Task set:
A - Retype the passage of the DynamoDB feature request from "This is frustrating" to "50-80ms for DynamoDB)".
B - In one to three sentences, explain why the DynamoDB feature request says the 60ms p99 latency target cannot be met through direct DynamoDB access.
-- begin Excerpted text --
Is your feature request related to a problem? Please describe.

DynamoDB online store latency is fundamentally limited by network round-trip time to the DynamoDB service (~50-80ms per request). Even with all code optimizations applied, achieving <60ms p99 latency for production workloads (50 entities × 200 features) is not possible with direct DynamoDB access.
Benchmarks results here shows: https://github.com/abhijeet-dhumal/featurestore-benchmarks/tree/perf-with-6optimisations/fs-online-benchmark/locust-bechmarking/feast-benchmarking

  • Current latency: 169ms p99 at 50 entities × 200 features
  • Target SLA: 60ms p99
  • Gap: 109ms that cannot be closed with code optimizations alone

This is frustrating for users who need low-latency feature serving for real-time ML inference but want to use DynamoDB for its scalability and managed infrastructure.

Describe the solution you'd like
Add native support for DynamoDB Accelerator (DAX) - AWS's in-memory caching layer for DynamoDB. This would allow users to configure a DAX endpoint for sub-millisecond cached reads:

online_store:
  type: dynamodb
  region: us-east-1
  use_dax: true
  endpoint_url: "daxs://my-cluster.abc123.dax-clusters.us-east-1.amazonaws.com:8111"

When enabled, Feast would use amazon-dax-client instead of boto3 for read operations, providing:

  • <1ms latency for cached reads (vs 50-80ms for DynamoDB)
  • 10x+ throughput improvement
  • Transparent caching with no application changes

Describe alternatives you've considered

  1. VPC Endpoints: Reduces latency by ~10-20ms but still limited by DynamoDB service latency.
-- end Excerpted text --
-- begin Provided records --
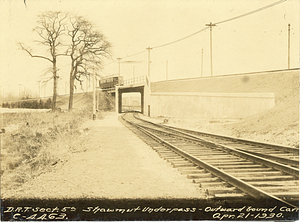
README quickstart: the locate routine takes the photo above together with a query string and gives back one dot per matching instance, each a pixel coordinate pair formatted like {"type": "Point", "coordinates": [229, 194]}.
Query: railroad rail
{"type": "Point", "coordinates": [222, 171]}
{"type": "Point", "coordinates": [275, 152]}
-- end Provided records --
-- begin Provided records --
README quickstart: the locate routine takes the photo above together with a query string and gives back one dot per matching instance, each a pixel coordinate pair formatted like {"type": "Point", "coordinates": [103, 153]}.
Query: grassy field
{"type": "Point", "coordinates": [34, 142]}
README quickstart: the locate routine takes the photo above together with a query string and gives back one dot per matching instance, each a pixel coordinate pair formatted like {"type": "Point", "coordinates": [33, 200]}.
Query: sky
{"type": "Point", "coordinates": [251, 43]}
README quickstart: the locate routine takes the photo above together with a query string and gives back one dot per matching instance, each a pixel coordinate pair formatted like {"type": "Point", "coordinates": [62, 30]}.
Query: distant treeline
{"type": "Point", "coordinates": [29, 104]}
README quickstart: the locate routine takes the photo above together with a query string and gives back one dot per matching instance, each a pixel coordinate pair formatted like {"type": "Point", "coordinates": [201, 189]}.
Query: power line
-- end Provided records --
-- begin Provided records --
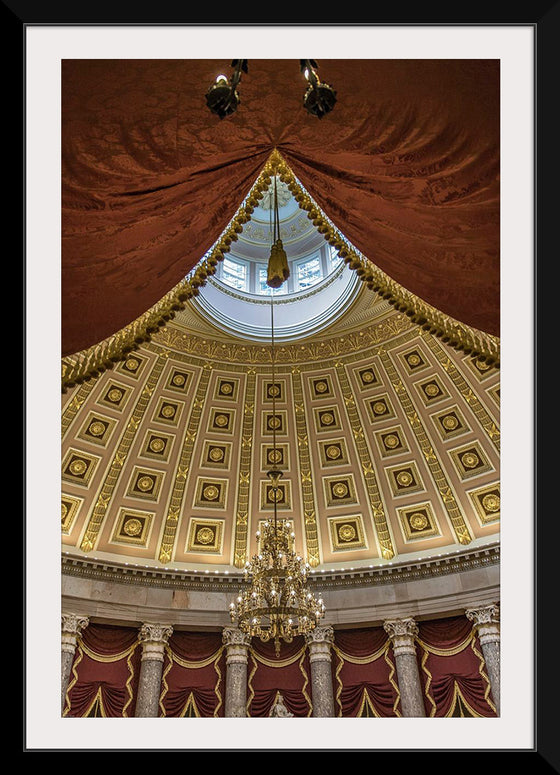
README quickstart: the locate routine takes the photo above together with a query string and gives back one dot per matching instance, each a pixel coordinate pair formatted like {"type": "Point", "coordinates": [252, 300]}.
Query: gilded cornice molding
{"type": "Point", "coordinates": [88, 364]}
-- end Provided records --
Full solutions:
A -
This is frustrating for users who need low-latency feature serving for real-time ML inference but want to use DynamoDB for its scalability and managed infrastructure.

Describe the solution you'd like
Add native support for DynamoDB Accelerator (DAX) - AWS's in-memory caching layer for DynamoDB. This would allow users to configure a DAX endpoint for sub-millisecond cached reads:

online_store:
  type: dynamodb
  region: us-east-1
  use_dax: true
  endpoint_url: "daxs://my-cluster.abc123.dax-clusters.us-east-1.amazonaws.com:8111"

When enabled, Feast would use amazon-dax-client instead of boto3 for read operations, providing:

  • <1ms latency for cached reads (vs 50-80ms for DynamoDB)

B - Direct DynamoDB access cannot meet the 60ms p99 target because DynamoDB online store latency is fundamentally limited by the network round-trip time to the DynamoDB service, roughly 50-80ms per request. For that reason, even with all code optimizations applied, a gap of 109ms remains between the current 169ms p99 and the target.